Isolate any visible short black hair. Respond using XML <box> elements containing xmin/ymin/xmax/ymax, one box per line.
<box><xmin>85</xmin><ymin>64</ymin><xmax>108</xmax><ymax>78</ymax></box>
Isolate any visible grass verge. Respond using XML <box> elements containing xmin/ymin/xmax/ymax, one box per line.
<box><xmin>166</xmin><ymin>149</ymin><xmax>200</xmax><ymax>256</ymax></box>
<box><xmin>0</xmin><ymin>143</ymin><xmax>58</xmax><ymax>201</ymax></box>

# [要件]
上のエントリの各行を、空行を除いて番号付きリストに変換してください。

# [解答]
1. Isolate any visible short black hair. Respond using XML <box> elements containing xmin/ymin/xmax/ymax, one box per line.
2. <box><xmin>85</xmin><ymin>64</ymin><xmax>108</xmax><ymax>78</ymax></box>
3. Isolate any visible grass verge. Respond using XML <box> elements containing xmin/ymin/xmax/ymax, one box per line.
4. <box><xmin>166</xmin><ymin>149</ymin><xmax>200</xmax><ymax>256</ymax></box>
5. <box><xmin>0</xmin><ymin>143</ymin><xmax>58</xmax><ymax>201</ymax></box>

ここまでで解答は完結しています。